- Kurze Aufgabe A:
Was hält der Erzengel Raphael in der Bildbeschreibung zu Crescentia von Kaufbeuren als sein Attribut in der rechten Hand?
- Kurze Aufgabe B:
Führe die Bildbeschreibung zu Crescentia von Kaufbeuren im Anschluss an ihren letzten Satz weiter.

Die Franziskanerin liegt auf dem Totenbett, umgeben von Mitschwestern und Geistlichen. Einige Nonen knien und beten, eine stehende Schwester hält eine brennende Kerze, ein Geistlicher spendet das Sterbesakrament. Den Kopf von Crescentia umgibt eine Gloriole. Vor ihr erscheint der Erzengel Raphael mit seinem Attribut, dem Pilgerstab in seiner Rechten, mit seiner Linken reicht er ihr die Hostie. Raphaels rechter Zeigefinger zeigt nach oben zu Jesus Christus, der über der Szene in einem Strahlen- und Wolkenkranz steht.
Bildunterschrift: «Hinscheiden der sel. Crescentia von Kaufbeuren.»

Rückseite mit Beschreibung der Szene in Gedichtform mit vier Strophen mit der Überschrift «Heimgang der seligen Gottesbraut, Crescentia von Kaufbeuren.» und dem Bibelzitat «Kostbar in den Augen des Herrn ist der Tod seiner Heiligen! (Psalm 115. 6.)»

- Vorliegende Datensätze:

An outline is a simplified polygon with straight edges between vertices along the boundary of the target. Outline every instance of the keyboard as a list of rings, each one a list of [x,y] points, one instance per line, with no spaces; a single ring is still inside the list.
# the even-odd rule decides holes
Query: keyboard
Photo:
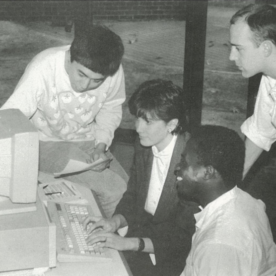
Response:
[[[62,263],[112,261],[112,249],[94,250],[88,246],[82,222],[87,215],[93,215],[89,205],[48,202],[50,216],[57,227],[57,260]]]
---
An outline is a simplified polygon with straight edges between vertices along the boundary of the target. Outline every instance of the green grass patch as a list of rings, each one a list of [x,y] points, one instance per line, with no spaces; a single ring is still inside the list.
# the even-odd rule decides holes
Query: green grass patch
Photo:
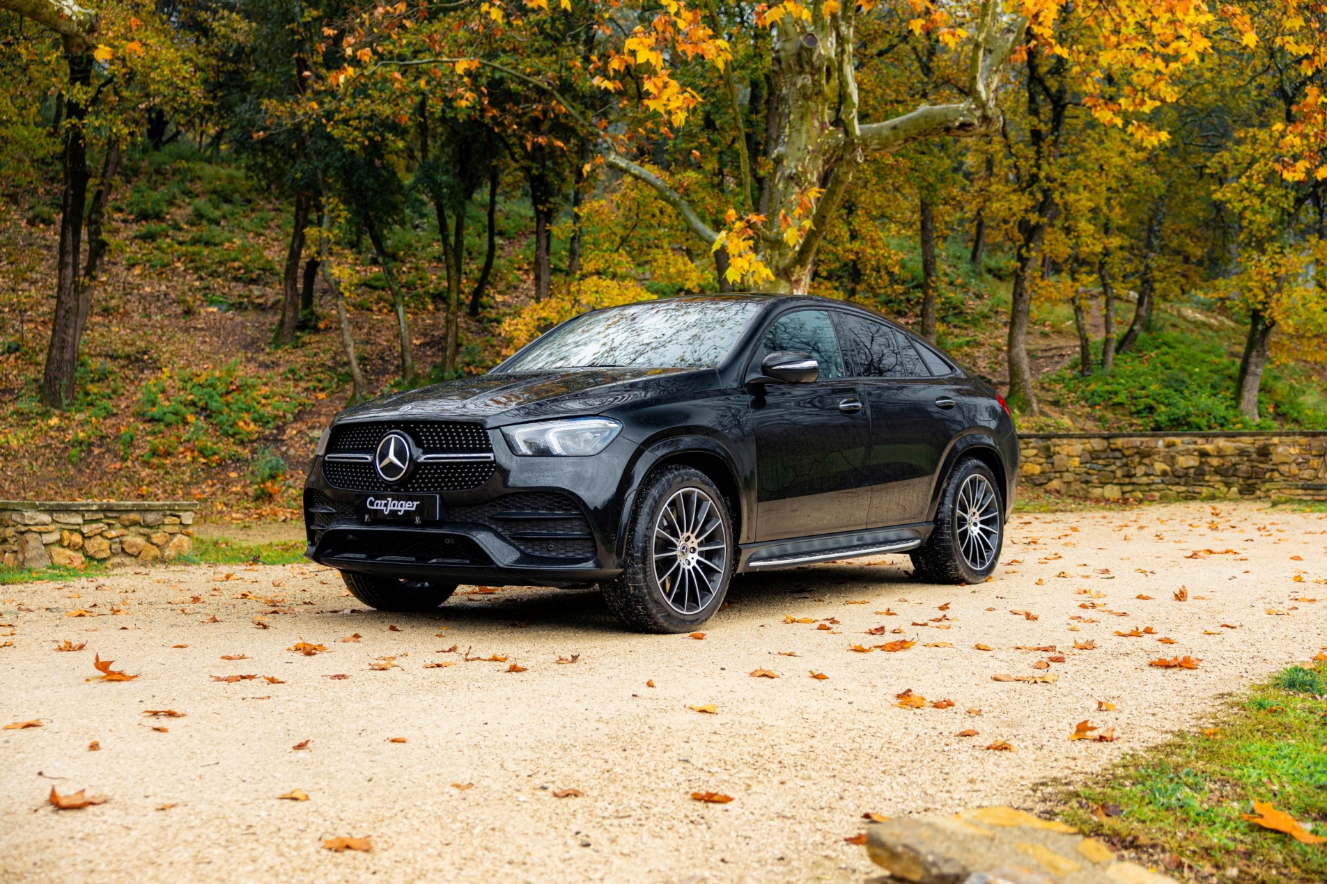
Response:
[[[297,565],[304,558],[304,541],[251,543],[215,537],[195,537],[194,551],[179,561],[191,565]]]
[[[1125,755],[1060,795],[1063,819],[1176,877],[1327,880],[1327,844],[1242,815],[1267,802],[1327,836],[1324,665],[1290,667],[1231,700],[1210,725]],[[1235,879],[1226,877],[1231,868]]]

- Endgültige Antwort A:
Den Pilgerstab.

- Endgültige Antwort B:
«Zu Ende geht der erste Ostertag,
Zu Ende auch Crescentia's Opferleben!
Bang harrend auf des Herzens letzten Schlag
Die Schwestern all', die Priester sie umgeben. –
Wie bald wohl diese reine Taube mag
Zum Heimflug sich, zum seligen erheben? –
Schon ist die Nacht, die Stille, vorgeschritten. –
Hat Christi Braut noch nicht genug gelitten?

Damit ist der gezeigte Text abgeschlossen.